DATASET EXTRACT

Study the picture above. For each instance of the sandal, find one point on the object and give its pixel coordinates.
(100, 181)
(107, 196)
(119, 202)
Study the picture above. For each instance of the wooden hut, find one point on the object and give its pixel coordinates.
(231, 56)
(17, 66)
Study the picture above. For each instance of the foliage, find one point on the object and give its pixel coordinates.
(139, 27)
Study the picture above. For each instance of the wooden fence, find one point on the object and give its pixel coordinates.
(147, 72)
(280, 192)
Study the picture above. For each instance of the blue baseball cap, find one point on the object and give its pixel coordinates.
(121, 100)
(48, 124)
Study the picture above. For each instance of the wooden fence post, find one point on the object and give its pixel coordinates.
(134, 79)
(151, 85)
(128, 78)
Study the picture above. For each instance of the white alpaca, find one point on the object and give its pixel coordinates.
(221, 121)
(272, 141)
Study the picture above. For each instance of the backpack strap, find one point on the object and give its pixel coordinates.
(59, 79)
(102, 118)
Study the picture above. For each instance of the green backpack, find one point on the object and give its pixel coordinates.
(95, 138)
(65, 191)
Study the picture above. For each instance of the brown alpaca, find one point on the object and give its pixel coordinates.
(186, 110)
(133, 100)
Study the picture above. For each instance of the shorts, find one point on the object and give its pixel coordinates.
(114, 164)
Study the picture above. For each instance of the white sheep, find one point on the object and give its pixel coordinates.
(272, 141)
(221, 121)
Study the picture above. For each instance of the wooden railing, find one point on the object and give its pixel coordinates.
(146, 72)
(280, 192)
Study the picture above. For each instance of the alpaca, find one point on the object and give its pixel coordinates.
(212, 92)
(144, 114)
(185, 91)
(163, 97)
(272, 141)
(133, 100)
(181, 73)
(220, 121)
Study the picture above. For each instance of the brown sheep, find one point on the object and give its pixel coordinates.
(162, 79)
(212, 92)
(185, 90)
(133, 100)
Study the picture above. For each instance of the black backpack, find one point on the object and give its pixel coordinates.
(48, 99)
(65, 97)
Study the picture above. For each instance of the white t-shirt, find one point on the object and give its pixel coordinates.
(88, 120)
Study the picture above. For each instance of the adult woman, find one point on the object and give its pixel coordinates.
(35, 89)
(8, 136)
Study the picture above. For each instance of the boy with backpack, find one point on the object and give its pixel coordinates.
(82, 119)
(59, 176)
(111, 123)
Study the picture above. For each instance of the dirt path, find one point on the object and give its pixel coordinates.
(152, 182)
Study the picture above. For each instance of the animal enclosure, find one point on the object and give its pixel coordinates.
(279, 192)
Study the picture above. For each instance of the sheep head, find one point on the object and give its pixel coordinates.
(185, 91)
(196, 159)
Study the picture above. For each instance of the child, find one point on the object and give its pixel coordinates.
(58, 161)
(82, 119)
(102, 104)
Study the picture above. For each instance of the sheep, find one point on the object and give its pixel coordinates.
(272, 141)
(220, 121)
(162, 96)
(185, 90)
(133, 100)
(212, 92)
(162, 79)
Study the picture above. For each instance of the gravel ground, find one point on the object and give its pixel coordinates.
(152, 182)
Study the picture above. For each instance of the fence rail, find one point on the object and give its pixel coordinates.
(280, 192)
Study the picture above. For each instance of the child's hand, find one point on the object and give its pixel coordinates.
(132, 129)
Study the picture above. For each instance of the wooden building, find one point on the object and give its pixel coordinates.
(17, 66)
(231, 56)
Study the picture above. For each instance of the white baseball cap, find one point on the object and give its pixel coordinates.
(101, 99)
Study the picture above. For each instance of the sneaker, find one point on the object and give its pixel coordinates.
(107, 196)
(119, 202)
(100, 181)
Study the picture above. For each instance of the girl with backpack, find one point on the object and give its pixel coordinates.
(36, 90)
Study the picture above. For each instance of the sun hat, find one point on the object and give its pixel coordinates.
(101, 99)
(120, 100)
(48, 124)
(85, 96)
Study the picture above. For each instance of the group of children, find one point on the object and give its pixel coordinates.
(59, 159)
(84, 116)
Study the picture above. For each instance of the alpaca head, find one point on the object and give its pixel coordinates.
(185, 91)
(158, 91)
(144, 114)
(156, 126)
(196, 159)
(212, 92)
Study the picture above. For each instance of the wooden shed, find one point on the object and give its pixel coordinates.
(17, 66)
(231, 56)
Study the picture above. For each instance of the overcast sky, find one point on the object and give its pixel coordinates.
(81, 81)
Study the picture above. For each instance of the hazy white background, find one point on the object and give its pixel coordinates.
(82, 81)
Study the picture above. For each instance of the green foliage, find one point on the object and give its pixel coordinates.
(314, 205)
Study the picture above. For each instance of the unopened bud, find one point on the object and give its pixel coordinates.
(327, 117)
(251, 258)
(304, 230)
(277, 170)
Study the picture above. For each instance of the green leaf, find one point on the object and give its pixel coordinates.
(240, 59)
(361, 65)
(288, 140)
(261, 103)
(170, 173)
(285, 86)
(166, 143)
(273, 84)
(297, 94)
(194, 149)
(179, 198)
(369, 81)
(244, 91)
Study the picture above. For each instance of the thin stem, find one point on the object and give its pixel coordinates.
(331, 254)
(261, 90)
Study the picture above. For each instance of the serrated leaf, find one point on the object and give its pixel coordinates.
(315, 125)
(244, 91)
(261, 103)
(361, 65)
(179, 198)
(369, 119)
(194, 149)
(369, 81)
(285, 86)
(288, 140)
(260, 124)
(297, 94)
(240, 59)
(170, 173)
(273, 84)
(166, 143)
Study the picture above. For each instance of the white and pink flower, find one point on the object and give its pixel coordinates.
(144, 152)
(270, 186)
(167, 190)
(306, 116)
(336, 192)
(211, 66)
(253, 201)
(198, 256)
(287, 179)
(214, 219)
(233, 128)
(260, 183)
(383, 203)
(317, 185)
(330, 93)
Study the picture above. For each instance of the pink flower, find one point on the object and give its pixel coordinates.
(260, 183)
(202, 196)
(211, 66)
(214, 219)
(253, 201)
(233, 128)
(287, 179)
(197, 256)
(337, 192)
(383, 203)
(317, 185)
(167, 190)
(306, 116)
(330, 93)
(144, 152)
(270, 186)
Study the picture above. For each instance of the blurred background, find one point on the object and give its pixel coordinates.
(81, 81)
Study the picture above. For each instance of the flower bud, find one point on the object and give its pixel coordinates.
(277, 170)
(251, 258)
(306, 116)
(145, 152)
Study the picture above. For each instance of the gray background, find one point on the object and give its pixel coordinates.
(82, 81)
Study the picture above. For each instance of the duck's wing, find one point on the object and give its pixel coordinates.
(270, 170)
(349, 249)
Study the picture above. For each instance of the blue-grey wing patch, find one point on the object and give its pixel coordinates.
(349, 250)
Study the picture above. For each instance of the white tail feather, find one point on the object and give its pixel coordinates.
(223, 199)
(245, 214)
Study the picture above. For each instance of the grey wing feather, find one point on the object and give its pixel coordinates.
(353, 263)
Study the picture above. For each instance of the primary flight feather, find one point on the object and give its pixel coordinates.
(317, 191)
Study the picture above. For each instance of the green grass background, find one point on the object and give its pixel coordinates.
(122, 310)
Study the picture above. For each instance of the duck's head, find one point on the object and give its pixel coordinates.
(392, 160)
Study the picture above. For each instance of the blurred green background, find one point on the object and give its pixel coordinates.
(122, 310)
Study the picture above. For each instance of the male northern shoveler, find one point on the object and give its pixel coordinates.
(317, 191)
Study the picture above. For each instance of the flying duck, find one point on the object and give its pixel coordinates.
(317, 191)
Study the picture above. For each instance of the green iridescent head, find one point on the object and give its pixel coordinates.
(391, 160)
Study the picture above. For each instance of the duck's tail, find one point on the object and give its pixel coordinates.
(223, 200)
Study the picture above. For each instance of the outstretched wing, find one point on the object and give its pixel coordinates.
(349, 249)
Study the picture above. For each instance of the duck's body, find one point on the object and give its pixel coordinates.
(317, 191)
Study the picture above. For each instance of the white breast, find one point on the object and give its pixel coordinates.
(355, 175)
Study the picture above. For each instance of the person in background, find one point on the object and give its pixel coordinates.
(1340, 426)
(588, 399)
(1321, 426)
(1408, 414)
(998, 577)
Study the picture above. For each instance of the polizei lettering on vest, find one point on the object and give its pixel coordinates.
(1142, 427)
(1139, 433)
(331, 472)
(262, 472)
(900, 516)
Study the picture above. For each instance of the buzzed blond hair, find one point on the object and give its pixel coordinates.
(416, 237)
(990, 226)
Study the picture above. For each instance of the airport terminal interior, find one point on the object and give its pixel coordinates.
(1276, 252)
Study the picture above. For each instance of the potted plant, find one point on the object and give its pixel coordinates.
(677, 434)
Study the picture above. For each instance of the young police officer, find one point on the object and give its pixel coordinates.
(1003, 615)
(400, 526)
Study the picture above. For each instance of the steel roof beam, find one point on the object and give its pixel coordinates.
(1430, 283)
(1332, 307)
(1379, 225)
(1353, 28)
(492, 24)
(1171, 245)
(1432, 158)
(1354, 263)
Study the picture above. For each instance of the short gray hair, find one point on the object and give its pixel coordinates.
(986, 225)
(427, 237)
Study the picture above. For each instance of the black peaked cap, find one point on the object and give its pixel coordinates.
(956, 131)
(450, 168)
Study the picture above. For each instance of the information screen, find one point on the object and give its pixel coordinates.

OBJECTIVE
Add -109 to each coordinate number while rewriting every line from the line with "Study the picture above. For each instance of the flying" to the line with "(1354, 263)", both included. Keep all other text in those lines unchanged.

THE SOLUTION
Study the picture above. For each instance of the flying duck, find one point on the object and give its pixel coordinates.
(208, 82)
Study the picture above. For each instance of the green iridescent head, find one point on the object and give its pixel coordinates.
(282, 51)
Study the picture above. For each instance of the duck's tail, find one point on the object and give its pixel coordinates.
(114, 91)
Study the picture above. For each instance of the outstretched wing, find one point on the object and give its pixel coordinates.
(240, 140)
Study the picture above. For each instance of the duck's body, find one point on the object and give its pixel coordinates.
(208, 82)
Study the picture above. For each instance of the white breast, find one point on the object and give its pixel coordinates.
(246, 66)
Study the picture above. For each instance of the person in background, find one point on the object and give its pixel coordinates.
(1231, 317)
(479, 290)
(1212, 317)
(1299, 305)
(889, 468)
Study the picture above. For each instance of the polizei lettering on vest, find one point on the object and give its pixel coordinates.
(1033, 318)
(1030, 324)
(222, 363)
(153, 363)
(791, 407)
Study the picture above. For each instance of the buzzed blond hair, find one point on the object and give its pixel coordinates.
(307, 128)
(881, 117)
Study the picture above. For each instance of the airport terminal interior, find one point on the object and give its pixel coordinates.
(1167, 143)
Study the picture above. For each instance of the potted plant, find one point on the object and give its pixel coordinates.
(568, 325)
Study the picture above. For each instance of the young police officer, find one point on the object and give its pixel coordinates.
(894, 506)
(291, 417)
Study the picture above. For each instance of the steel roof beam, find one point on the object and give its pixel coordinates.
(1321, 174)
(1223, 198)
(1270, 116)
(1244, -81)
(383, -85)
(1062, 136)
(1323, 49)
(1245, 154)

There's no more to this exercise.